WHAT YOU SHOULD DO | Transcribe the records exactly from the line with "In the photo above, where can the black jacket" to the end, both included.
— start PROVIDED INFORMATION —
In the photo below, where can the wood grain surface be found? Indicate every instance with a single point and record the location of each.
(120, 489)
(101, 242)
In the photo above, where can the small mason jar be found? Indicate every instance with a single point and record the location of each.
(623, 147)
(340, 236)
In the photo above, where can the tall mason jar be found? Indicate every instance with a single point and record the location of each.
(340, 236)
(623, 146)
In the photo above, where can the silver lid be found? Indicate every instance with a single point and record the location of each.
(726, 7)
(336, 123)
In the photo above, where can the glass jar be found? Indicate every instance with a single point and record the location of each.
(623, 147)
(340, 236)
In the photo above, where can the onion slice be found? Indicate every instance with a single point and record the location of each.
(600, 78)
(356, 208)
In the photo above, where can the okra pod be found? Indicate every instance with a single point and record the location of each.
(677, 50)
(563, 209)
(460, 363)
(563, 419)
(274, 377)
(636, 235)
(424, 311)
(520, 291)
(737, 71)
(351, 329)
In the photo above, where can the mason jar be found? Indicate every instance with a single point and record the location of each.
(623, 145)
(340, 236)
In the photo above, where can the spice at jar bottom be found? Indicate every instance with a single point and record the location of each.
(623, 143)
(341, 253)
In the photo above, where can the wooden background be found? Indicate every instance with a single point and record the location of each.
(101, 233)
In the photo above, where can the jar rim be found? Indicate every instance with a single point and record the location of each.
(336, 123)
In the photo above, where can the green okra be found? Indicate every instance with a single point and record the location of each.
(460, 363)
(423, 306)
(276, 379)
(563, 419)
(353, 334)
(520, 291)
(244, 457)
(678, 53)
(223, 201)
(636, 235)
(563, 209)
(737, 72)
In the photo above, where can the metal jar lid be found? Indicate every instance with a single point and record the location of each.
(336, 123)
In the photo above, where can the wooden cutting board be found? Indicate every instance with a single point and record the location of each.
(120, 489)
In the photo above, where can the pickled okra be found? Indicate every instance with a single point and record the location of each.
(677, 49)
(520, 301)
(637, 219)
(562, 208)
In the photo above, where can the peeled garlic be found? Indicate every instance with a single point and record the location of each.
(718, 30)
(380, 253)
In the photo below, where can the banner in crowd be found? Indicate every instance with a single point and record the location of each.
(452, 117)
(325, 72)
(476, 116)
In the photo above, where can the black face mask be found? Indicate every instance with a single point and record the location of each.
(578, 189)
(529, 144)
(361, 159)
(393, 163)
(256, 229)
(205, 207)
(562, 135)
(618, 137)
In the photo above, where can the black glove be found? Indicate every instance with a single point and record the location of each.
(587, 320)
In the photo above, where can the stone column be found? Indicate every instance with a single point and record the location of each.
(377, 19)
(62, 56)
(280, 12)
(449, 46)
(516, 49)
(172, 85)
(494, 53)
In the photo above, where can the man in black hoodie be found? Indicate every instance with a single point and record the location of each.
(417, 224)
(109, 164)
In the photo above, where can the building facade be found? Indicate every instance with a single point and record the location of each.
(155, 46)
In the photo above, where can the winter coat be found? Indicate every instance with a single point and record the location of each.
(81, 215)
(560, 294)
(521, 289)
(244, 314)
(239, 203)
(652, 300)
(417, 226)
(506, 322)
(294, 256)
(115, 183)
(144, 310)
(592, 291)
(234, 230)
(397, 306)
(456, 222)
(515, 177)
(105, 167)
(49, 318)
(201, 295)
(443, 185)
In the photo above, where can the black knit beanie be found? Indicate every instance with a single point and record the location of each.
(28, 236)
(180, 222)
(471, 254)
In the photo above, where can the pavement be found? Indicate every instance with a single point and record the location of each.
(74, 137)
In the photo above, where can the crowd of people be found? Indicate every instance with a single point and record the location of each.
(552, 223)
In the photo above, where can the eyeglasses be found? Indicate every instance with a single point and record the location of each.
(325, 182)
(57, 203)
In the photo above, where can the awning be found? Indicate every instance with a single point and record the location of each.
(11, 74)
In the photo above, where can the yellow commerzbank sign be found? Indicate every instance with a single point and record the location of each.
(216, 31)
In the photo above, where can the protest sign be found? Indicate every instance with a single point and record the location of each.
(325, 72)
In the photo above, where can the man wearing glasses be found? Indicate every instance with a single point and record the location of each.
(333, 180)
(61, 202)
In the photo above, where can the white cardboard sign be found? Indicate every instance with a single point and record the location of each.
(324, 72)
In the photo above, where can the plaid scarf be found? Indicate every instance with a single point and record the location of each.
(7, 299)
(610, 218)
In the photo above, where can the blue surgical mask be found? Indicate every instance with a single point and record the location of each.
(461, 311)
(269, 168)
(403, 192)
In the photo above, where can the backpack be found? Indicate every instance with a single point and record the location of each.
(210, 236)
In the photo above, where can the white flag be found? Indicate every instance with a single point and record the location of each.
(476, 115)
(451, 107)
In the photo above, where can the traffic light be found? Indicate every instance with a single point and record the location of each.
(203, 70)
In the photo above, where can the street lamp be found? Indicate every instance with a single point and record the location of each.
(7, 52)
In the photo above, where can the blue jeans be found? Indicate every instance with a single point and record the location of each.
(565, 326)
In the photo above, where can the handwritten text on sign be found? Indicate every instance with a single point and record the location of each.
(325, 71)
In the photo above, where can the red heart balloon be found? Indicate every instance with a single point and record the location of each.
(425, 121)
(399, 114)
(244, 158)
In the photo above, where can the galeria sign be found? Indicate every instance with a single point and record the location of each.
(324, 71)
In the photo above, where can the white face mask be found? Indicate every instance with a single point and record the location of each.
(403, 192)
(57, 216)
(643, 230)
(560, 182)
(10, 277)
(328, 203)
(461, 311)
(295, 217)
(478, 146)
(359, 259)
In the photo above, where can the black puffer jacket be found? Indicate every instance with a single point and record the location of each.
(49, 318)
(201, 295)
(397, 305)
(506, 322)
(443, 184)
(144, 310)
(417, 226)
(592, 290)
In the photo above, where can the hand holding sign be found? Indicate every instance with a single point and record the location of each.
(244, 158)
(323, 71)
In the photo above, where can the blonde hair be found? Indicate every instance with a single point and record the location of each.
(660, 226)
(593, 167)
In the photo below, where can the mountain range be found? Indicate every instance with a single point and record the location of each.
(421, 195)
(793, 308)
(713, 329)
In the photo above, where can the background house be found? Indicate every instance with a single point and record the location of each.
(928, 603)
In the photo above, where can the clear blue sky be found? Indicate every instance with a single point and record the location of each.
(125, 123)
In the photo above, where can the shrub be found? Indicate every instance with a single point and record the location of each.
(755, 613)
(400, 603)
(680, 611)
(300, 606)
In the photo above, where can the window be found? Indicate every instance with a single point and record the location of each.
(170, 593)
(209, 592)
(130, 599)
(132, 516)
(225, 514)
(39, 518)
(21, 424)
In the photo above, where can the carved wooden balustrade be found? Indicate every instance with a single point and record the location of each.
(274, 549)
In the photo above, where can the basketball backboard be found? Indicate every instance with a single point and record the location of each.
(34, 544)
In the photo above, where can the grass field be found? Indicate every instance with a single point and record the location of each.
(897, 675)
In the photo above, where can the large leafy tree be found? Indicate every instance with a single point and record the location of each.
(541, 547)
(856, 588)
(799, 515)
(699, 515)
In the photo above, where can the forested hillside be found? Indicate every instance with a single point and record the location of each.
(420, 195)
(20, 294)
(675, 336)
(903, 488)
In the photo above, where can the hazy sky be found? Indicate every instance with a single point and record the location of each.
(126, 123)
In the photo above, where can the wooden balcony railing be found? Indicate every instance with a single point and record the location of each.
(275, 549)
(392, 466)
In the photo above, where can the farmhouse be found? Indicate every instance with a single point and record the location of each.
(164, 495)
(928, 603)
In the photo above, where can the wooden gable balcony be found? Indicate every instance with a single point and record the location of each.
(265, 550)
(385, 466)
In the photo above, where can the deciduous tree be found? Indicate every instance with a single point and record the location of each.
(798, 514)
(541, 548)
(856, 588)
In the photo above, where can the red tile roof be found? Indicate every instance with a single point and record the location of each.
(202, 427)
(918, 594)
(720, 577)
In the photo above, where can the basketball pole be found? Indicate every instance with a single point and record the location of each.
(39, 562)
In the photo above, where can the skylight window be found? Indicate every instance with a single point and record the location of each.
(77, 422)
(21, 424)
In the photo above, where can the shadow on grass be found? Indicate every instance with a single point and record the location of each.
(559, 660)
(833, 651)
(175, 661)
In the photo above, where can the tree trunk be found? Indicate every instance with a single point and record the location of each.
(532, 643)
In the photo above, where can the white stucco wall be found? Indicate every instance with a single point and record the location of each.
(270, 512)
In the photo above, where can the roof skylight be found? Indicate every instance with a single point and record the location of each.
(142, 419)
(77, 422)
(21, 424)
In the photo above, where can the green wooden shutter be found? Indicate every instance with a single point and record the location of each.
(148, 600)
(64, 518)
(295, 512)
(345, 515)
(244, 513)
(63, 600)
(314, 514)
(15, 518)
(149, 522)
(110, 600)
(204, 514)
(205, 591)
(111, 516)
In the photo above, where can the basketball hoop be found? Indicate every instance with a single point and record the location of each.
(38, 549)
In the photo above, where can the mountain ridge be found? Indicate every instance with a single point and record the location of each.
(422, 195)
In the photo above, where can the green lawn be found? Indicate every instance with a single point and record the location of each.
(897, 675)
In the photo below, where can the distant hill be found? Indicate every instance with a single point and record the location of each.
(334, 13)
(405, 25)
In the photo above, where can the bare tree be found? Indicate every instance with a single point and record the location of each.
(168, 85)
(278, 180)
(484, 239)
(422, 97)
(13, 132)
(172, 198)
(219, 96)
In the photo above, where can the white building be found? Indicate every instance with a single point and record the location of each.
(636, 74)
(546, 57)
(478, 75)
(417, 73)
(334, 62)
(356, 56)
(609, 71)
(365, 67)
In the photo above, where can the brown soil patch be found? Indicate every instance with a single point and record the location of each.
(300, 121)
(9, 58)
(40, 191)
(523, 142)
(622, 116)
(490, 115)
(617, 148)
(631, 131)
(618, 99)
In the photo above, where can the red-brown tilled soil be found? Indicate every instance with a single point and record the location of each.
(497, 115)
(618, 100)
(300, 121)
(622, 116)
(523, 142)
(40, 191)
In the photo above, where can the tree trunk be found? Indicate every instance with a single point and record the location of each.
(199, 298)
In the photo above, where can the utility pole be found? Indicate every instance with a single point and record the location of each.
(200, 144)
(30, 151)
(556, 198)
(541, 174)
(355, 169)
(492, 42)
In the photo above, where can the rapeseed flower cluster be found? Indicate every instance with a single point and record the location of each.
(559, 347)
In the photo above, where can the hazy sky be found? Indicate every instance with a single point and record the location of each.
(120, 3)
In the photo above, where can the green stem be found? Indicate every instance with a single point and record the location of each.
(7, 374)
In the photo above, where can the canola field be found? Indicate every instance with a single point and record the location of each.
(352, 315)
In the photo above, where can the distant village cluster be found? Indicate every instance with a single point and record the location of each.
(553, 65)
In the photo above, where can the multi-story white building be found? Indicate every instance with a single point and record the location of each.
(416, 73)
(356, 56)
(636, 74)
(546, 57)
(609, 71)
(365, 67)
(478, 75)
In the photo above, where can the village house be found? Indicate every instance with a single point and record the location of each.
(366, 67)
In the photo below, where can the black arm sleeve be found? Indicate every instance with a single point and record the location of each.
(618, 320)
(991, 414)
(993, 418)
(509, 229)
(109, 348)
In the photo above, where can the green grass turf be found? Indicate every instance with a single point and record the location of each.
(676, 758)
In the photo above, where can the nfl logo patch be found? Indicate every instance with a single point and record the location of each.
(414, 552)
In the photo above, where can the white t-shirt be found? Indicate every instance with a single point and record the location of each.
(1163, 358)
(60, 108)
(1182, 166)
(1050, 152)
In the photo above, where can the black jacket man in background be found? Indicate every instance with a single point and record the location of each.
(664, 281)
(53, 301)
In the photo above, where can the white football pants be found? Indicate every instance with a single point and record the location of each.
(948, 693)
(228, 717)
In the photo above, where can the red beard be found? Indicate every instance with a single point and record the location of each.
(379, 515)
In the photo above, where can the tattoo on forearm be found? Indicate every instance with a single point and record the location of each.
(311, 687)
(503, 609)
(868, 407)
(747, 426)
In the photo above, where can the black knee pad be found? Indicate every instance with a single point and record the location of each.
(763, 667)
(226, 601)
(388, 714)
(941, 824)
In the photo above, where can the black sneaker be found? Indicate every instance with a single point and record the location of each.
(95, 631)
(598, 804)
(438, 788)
— end PROVIDED INFORMATION —
EXERCISE OUTPUT |
In the photo above, where can the black jacket man in background be found? Indicate every instance with a single point and record the location of each.
(664, 281)
(53, 301)
In the photo above, where can the white football pants be found? Indicate every instance with a single point and record the location of each.
(948, 693)
(228, 717)
In the photo above, where can the red beard be found? Indicate every instance with a single point and record the location of each.
(379, 515)
In the photo above, where can the tattoo on forearm be found? Indicate every instance with a single point and record the location of each.
(311, 687)
(503, 609)
(868, 407)
(747, 426)
In the photo above, where can the black knee pad be found? Indicate every instance with a single point and record the location of each.
(763, 667)
(226, 601)
(388, 714)
(941, 824)
In the photo above, where can the black sneaker be found? Indicate every instance with a single point and record the location of each.
(95, 631)
(598, 804)
(438, 788)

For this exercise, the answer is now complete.